• Document:

Every Monday, managing editor Jay Adams will sit down with Falcons head coach Mike Smith for five questions you won't find answers to anywhere else.

Jay Adams: We've had some close games to start the season, with the exception of the Arizona game. When we're talking about the NFL, coaches mention all the time that it's tough to win football games in the league, but how tough is it to win by two scores or more?

Mike Smith: Well, I think statistically, you're going to see the majority of the games are probably eight points or less, so we approach it as a two-point win is a blowout in terms of how the league is. That's how it's set up in terms of the parity of the league. Each and every week, any team can beat any team and we've got to make sure that we're prepared.

JA: A trend that has developed this year is the dependability of Matt Bryant. When you look at his preseason and compare it to his regular season, do the two correlate at all or are they two separate things?

MS: I don't know that there's a correlation between the preseason and the regular season in terms of veteran players because they have been doing it for so long that they have a routine that they go through. That's not to say that they're not going out and trying to perform, but I think they have a clock in their bodies that tells them, 'Hey, come the second week in September, I've got to be in the best mental and physical shape that I can possibly be in,' and I think when you have a veteran like Matt that he knows what it's going to take and knows that when you actually have to perform when the games count, you have to be ready.

JA: You were talking about Kroy Biermann's play in your news conference, but I did some research this morning and found the scouting report on him from before the 2008 Combine. One of the negatives on him reads, 'Instinctive, high-effort player who may be maxed out.' Obviously, he wasn't maxed out and you saw something in him back then. Do you remember what it was like seeing him back then and how he's transitioned to this point?

MS: Yeah, we saw a high-effort player that played at the University of Montana that had some pass rush skills. We were concerned about his growth potential because he was really, I think, just a 245-pound defensive end, but he was a guy when we got an opportunity to sit down and see him, we saw that he had the potential to get bigger. And he has gotten bigger. He's also a guy that, I think, was just scratching the surface in terms of technique, in terms of being a pass rusher in this league.

JA: You go from preparing for a running back like Peyton Hillis, who's a gigantic back that's difficult to bring down, to preparing for Philadelphia running back LeSean McCoy. What changes in preparation? I mean, the fundamentals are still there. Good tackling is good tackling, right?

MS: Yes, the fundamentals are there. The thing that you have to be prepared for is, you knew this past week when you were facing Peyton Hillis that when you got within a yard or so of him, he was going to be there and he was going to lower his shoulder and go north and south. When you start talking about the Eagles running back, he is a very fast guy that can change direction and he is a good stop-and-start player, so it's going to be a little bit different in terms of how you approach the tackle and also how you pursue. You're going to have to change your angles of pursuit knowing that this is a guy that has the home-run speed.

JA: You're a defensive-minded guy, and the prevailing theory among the fans seems to be that 3-4 defenses are tougher to operate against than 4-3 defenses. Do you think the growth of the offense is somewhat determined by facing these tougher defenses and maybe it challenges the offense to get better at a faster rate?

MS: Well, you want to be challenged each and every week, and I think if you're asking, is the 3-4 more difficult than the 4-3, I really think it's about the players. When you're based out of a 3-4 defense, you're going to get some 4-3 principles and if you're based out of a 4-3, you're going to get 3-4 principles. So we're going to have to change gears a little bit this week because the Philadelphia Eagles base out of a 4-3 defense — more times than not, there's going to be four guys with their hands in the dirt or in the grass — and this is a team that has a very dynamic blitzing package, even though the 3-4 teams can blitz from a number of different spots with guys standing up that can go into coverage. Philadelphia's done a very good job with their zone blitz package.

• Problems:
[1] Translate this sentence from the Falcons interview into Spanish: "Each and every week, any team can beat any team and we've got to make sure that we're prepared."
[2] Retype the part of the Falcons interview starting at "Jay Adams: We've" and ending at "scores or more?".

• Data extract:

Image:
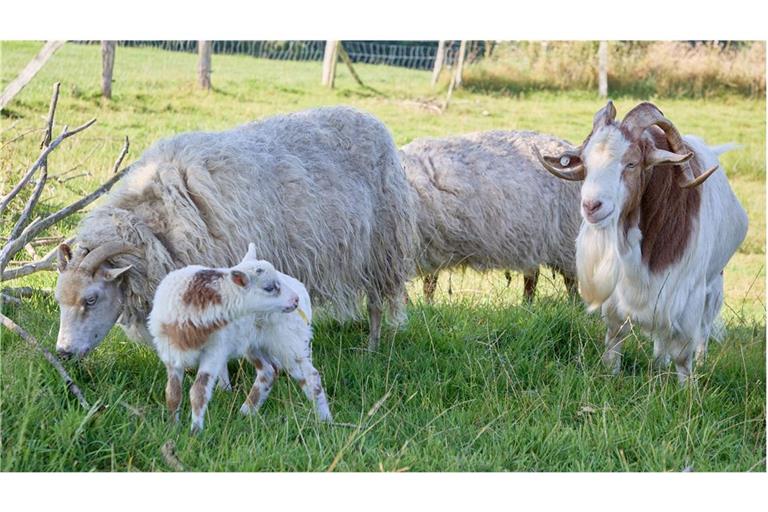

• Outputs by task:
[1] Cada semana, cualquier equipo puede vencer a cualquier otro, y tenemos que asegurarnos de estar preparados.

[2]
Jay Adams: We've had some close games to start the season, with the exception of the Arizona game. When we're talking about the NFL, coaches mention all the time that it's tough to win football games in the league, but how tough is it to win by two scores or more?